__Entries supplied__:
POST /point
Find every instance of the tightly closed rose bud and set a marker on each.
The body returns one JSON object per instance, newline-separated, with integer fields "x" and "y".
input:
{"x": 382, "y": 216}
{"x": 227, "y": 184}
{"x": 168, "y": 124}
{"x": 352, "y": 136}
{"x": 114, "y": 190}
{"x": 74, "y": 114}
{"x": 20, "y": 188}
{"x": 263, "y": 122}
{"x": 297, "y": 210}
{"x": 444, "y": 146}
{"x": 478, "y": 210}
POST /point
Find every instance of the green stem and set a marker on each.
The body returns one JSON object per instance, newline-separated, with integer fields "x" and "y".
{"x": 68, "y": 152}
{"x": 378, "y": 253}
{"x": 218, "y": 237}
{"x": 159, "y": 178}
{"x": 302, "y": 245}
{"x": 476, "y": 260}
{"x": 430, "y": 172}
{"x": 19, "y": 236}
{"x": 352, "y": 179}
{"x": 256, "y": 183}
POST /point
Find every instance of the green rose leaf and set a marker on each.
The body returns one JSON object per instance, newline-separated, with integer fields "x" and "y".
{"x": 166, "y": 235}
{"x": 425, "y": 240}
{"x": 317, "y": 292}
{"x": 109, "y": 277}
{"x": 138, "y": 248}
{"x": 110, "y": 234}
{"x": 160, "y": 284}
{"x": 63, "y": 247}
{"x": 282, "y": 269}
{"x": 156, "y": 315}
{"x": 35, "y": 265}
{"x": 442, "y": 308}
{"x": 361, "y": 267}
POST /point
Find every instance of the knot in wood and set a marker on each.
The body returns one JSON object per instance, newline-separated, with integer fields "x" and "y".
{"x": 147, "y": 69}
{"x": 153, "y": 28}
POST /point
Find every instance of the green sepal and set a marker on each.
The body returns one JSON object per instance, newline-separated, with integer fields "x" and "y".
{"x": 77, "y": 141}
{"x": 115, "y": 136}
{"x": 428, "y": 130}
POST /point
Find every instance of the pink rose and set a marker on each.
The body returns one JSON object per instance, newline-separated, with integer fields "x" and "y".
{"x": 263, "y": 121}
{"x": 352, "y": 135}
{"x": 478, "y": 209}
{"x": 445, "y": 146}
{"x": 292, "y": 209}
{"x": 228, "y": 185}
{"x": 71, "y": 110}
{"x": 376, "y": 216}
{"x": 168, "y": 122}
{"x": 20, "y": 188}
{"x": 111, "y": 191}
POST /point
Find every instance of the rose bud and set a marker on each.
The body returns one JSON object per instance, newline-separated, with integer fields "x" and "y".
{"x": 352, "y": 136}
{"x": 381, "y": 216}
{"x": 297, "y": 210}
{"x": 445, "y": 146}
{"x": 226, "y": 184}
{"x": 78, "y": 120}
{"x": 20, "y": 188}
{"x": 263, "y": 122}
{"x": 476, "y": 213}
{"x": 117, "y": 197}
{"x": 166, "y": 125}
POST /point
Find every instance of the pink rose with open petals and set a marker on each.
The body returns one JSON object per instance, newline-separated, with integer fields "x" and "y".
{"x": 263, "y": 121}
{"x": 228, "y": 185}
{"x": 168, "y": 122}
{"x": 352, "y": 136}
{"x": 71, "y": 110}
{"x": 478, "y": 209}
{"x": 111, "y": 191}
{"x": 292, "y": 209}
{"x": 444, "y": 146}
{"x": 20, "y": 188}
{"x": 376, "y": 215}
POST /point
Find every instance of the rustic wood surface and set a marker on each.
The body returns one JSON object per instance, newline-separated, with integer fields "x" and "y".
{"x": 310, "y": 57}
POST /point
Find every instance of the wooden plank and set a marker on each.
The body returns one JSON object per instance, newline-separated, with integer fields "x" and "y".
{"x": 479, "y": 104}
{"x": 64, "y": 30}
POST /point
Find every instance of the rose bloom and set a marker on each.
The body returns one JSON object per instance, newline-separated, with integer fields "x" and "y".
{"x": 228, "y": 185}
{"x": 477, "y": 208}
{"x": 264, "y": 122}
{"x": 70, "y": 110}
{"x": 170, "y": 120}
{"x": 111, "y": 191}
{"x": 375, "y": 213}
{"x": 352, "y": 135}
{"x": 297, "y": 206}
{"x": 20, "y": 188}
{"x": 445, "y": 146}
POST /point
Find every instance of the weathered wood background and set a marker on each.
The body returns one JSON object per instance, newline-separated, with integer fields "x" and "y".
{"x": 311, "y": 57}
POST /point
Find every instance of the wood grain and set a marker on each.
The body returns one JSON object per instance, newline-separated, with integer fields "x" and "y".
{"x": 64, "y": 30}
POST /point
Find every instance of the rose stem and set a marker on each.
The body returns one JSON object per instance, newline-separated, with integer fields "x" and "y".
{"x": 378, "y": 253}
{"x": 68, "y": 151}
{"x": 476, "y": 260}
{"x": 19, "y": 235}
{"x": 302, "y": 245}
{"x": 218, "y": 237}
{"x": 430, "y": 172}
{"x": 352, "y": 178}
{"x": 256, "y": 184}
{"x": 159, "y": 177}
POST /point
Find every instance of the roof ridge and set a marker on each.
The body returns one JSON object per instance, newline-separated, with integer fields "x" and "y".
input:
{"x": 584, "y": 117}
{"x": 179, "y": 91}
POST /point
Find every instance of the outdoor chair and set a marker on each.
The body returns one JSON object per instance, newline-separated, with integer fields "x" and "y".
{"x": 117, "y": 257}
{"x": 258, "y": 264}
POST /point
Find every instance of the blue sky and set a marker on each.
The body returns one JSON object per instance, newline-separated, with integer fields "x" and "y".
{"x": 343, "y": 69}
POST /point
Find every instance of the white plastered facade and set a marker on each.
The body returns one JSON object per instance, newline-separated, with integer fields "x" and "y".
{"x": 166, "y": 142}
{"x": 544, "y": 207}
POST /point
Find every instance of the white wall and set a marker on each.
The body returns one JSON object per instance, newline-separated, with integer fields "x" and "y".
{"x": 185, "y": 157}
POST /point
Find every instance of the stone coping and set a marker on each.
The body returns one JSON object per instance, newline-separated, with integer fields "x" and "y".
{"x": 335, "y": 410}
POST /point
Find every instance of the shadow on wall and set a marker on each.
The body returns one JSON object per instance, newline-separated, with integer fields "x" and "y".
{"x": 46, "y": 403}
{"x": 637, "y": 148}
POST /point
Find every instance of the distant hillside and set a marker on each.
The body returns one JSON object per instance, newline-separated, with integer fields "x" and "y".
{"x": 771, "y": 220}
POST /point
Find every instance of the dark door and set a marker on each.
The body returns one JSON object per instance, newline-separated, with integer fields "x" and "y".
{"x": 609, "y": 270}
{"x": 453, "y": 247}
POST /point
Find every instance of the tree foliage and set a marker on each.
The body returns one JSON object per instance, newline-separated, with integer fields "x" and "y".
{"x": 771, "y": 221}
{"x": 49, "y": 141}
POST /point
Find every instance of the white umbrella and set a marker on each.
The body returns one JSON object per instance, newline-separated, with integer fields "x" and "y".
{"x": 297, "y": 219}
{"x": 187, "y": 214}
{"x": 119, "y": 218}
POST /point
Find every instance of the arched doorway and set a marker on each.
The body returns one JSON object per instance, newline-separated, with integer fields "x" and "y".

__Task directions__:
Could you write out all the entries word for word?

__Task response__:
POST /point
Find every instance of the tightly closed rose bud and set a marker on each.
The body returns one JSON object per instance, newline-separated, with integer fields "x" and "y".
input:
{"x": 382, "y": 216}
{"x": 227, "y": 184}
{"x": 168, "y": 124}
{"x": 352, "y": 136}
{"x": 114, "y": 190}
{"x": 74, "y": 114}
{"x": 20, "y": 188}
{"x": 263, "y": 122}
{"x": 297, "y": 210}
{"x": 444, "y": 146}
{"x": 478, "y": 210}
POST /point
Find every instance of the green stem and set a marker on each.
The body returns one JSON object per instance, newline-separated, with integer fields "x" and "y".
{"x": 68, "y": 152}
{"x": 378, "y": 253}
{"x": 218, "y": 237}
{"x": 159, "y": 178}
{"x": 302, "y": 245}
{"x": 476, "y": 260}
{"x": 430, "y": 172}
{"x": 19, "y": 236}
{"x": 352, "y": 179}
{"x": 256, "y": 183}
POST /point
Find every instance of the green rose leaf and set a marker on each.
The body returns one JSON object per instance, newline-separated, with integer fields "x" and "y".
{"x": 166, "y": 235}
{"x": 425, "y": 240}
{"x": 317, "y": 292}
{"x": 109, "y": 277}
{"x": 138, "y": 248}
{"x": 110, "y": 234}
{"x": 160, "y": 284}
{"x": 63, "y": 247}
{"x": 282, "y": 269}
{"x": 156, "y": 315}
{"x": 35, "y": 265}
{"x": 442, "y": 308}
{"x": 361, "y": 267}
POST /point
Find every instance of the knot in wood and set a marker on each.
The body returns one JSON object per instance, newline-separated, with integer fields "x" and "y".
{"x": 147, "y": 69}
{"x": 153, "y": 28}
POST /point
Find every instance of the green sepal and set a marker on each.
The body returns one JSON object per instance, newline-separated, with integer fields "x" and "y".
{"x": 77, "y": 141}
{"x": 115, "y": 136}
{"x": 428, "y": 130}
POST /point
Find every instance of the pink rose and set a marker on each.
The body returns one JSON object per instance, newline-separated, with integer fields "x" and "y".
{"x": 263, "y": 121}
{"x": 352, "y": 135}
{"x": 478, "y": 209}
{"x": 445, "y": 146}
{"x": 292, "y": 209}
{"x": 228, "y": 185}
{"x": 71, "y": 110}
{"x": 376, "y": 216}
{"x": 168, "y": 122}
{"x": 20, "y": 188}
{"x": 111, "y": 191}
POST /point
Find every instance of the rose bud and set a marker on each.
The body returns one JSON object per instance, newline-separated, with integer fields "x" and "y".
{"x": 352, "y": 136}
{"x": 381, "y": 216}
{"x": 297, "y": 210}
{"x": 445, "y": 146}
{"x": 226, "y": 184}
{"x": 78, "y": 120}
{"x": 20, "y": 188}
{"x": 263, "y": 122}
{"x": 476, "y": 213}
{"x": 117, "y": 197}
{"x": 166, "y": 125}
POST /point
Find every instance of the pink rose with open petals and set a marker on each.
The body returns one JSON object per instance, newline-separated, with integer fields "x" and "y".
{"x": 263, "y": 121}
{"x": 228, "y": 185}
{"x": 168, "y": 122}
{"x": 352, "y": 136}
{"x": 71, "y": 110}
{"x": 478, "y": 209}
{"x": 111, "y": 191}
{"x": 292, "y": 209}
{"x": 444, "y": 146}
{"x": 20, "y": 188}
{"x": 376, "y": 215}
POST /point
Find every instance of the rustic wood surface and set a marker on each.
The body returns one JSON object per instance, newline-separated, with integer fields "x" and "y".
{"x": 310, "y": 57}
POST /point
Find every instance of the wooden plank and set a marker on each.
The body returns one JSON object per instance, newline-separated, with integer fields "x" and "y".
{"x": 479, "y": 104}
{"x": 64, "y": 30}
POST /point
Find every instance of the rose bloom and set a marker on each.
The body returns one JSON object per instance, newline-separated, with integer fields "x" and "y".
{"x": 228, "y": 185}
{"x": 477, "y": 208}
{"x": 264, "y": 122}
{"x": 70, "y": 110}
{"x": 170, "y": 120}
{"x": 111, "y": 191}
{"x": 375, "y": 213}
{"x": 352, "y": 135}
{"x": 297, "y": 206}
{"x": 20, "y": 188}
{"x": 445, "y": 146}
POST /point
Find every instance of the weathered wood background and set a marker on each.
The body returns one JSON object per instance, newline-separated, with integer fields "x" and "y".
{"x": 311, "y": 57}
POST /point
Find every instance of the wood grain and set a marker on each.
The body returns one JSON object per instance, newline-separated, with integer fields "x" and "y".
{"x": 64, "y": 30}
POST /point
Find every instance of the rose stem and set a marker on each.
The body returns one JSON object per instance, newline-separated, with integer fields "x" and "y".
{"x": 378, "y": 253}
{"x": 68, "y": 151}
{"x": 476, "y": 260}
{"x": 19, "y": 235}
{"x": 302, "y": 245}
{"x": 218, "y": 237}
{"x": 430, "y": 172}
{"x": 352, "y": 178}
{"x": 256, "y": 184}
{"x": 159, "y": 177}
POST /point
Find every instance of the roof ridge and set a marker on each.
The body returns one JSON object per instance, newline-separated, with integer fields "x" and "y".
input:
{"x": 584, "y": 117}
{"x": 179, "y": 91}
POST /point
Find every instance of the outdoor chair and set a marker on each.
The body returns one JSON object per instance, newline-separated, with integer fields "x" and "y".
{"x": 117, "y": 257}
{"x": 258, "y": 264}
POST /point
Find every instance of the blue sky and set a marker on each.
The body returns one JSON object per instance, newline-separated, with integer fields "x" and "y".
{"x": 343, "y": 69}
POST /point
Find every instance of the white plastered facade and set a marker on each.
The body returns one JSON object per instance, newline-separated, with integer fields "x" and "y".
{"x": 166, "y": 142}
{"x": 544, "y": 207}
POST /point
Find every instance of the white wall and set a marker on each.
The body returns one JSON object per instance, newline-separated, with integer fields "x" and "y".
{"x": 185, "y": 157}
POST /point
Find every instance of the stone coping and set a marker on each.
The body returns one JSON object per instance, newline-separated, with integer fields "x" and "y".
{"x": 335, "y": 410}
POST /point
Find every instance of the shadow on wall and set a marker on each.
The body returns one JSON object per instance, newline-separated, with integer fields "x" and "y".
{"x": 46, "y": 403}
{"x": 637, "y": 148}
POST /point
Find every instance of the distant hillside and set a marker on each.
The body returns one JSON object per instance, newline-separated, with integer fields "x" and "y".
{"x": 771, "y": 220}
POST /point
Find every instance of the dark door and set a marker on each.
The body returns one JSON object per instance, newline-separated, with integer fields "x" and "y".
{"x": 609, "y": 270}
{"x": 453, "y": 247}
POST /point
Find every instance of the tree foliage and set a marker on each.
The body returns one JSON object per instance, newline-separated, with integer fields "x" and "y".
{"x": 771, "y": 221}
{"x": 49, "y": 141}
POST /point
Find every instance of the white umbrella and set a marker on each.
The body returns one JSON object per instance, newline-separated, with integer fields "x" and "y".
{"x": 297, "y": 219}
{"x": 187, "y": 214}
{"x": 119, "y": 218}
POST /point
Find every instance of the arched doorway and set a marker on each.
The body returns one JSON object per instance, newline-separated, with integer fields "x" and "y".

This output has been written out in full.